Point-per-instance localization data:
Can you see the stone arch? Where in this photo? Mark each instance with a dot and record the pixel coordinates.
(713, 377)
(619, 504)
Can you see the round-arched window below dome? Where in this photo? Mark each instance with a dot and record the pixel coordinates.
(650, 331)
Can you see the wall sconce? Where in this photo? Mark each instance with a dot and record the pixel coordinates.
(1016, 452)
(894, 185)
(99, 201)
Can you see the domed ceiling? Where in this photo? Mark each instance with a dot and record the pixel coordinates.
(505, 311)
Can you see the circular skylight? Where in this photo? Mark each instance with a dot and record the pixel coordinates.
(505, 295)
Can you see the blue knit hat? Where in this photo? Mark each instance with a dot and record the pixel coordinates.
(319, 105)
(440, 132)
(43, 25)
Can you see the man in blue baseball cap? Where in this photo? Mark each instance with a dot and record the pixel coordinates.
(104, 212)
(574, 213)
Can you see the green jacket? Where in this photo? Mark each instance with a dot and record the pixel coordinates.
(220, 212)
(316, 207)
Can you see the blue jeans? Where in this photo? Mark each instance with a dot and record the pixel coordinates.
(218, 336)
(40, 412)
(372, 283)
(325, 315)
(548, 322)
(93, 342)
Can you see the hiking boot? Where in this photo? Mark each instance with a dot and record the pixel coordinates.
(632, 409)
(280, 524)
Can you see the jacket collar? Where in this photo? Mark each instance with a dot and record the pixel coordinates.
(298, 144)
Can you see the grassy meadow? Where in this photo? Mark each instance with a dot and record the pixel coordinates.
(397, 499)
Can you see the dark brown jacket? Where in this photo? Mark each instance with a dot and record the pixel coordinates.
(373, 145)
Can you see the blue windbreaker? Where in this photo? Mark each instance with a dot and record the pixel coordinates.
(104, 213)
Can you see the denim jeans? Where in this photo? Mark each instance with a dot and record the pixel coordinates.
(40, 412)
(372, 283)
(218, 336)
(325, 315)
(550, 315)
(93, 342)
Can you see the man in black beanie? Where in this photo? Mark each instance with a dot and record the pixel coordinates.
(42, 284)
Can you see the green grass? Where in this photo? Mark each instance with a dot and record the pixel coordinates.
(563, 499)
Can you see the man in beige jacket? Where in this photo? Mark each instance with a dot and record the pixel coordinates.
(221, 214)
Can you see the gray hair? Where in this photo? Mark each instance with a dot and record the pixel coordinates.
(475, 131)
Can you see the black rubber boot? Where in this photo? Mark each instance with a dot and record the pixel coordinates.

Prompt: Could all of the entries be retyped word for word?

Response box:
Can you see the stone arch? Where in this photo? Mark each instance with a dot and record the pixel coordinates.
(713, 377)
(619, 504)
Can you see the round-arched window below dome? Where in this photo? Mark each instance with a dot and record the pixel coordinates.
(650, 331)
Can you see the wall sconce? Where in this photo? Mark each instance with a dot and record the pixel coordinates.
(1016, 452)
(894, 185)
(99, 201)
Can you see the domed ceiling? Where in this photo? Mark each instance with a dot and record the pixel coordinates.
(505, 311)
Can you see the circular skylight? Where in this photo? Mark each instance with a dot and record the pixel coordinates.
(505, 295)
Can you see the blue knit hat? Where in this photo? Mark each instance with a dot and record the pixel coordinates.
(319, 105)
(440, 132)
(43, 25)
Can you see the man in blue baseball cap? Where in this photo? Mark each instance with a dot and record the pixel coordinates.
(104, 212)
(574, 213)
Can you see the green jacket? Where in this photo? Mark each instance with a dot and record the pixel coordinates.
(220, 212)
(316, 207)
Can you see the blue jeans? Where in this photo? Mark each instance with a dot and record the pixel coordinates.
(218, 336)
(40, 412)
(372, 283)
(325, 315)
(548, 322)
(93, 342)
Can you see the hiking boot? Where in this photo? Mark each instance with a dot and record the pixel coordinates.
(632, 409)
(280, 524)
Can you see the jacket collar? Where in this photo? Mark each instance with a dot and record the pixel coordinates.
(298, 144)
Can you see the grassy meadow? Where in this photo? Mark each instance with a dot and record the pixel coordinates.
(397, 499)
Can you see the dark brown jacket? Where in this photo? Mark each instance with a dot and record the pixel coordinates.
(373, 145)
Can you see the blue windbreaker? Where in this photo? Mark each instance with a dot and record the pixel coordinates.
(104, 213)
Can you see the denim jeans? Where in this photo? Mark each instance with a dot and record the pixel coordinates.
(40, 412)
(372, 283)
(218, 336)
(325, 315)
(550, 315)
(93, 342)
Can you see the man in black beanie? Where in this photo? Mark each instance with a dot and record the pixel coordinates.
(42, 284)
Can you see the green grass? Where in this photo? Mark each instance with a dot and record the pixel coordinates.
(563, 499)
Can you see the man in beige jacket? Where in this photo? Mark each instance with a dot and record the pixel coordinates.
(221, 214)
Can you see the gray hair? Where in this photo? Mark each instance with a dot and record the pixel coordinates.
(475, 131)
Can you see the black rubber boot? Where in this photo? Mark each instance with a dot and record the pixel coordinates.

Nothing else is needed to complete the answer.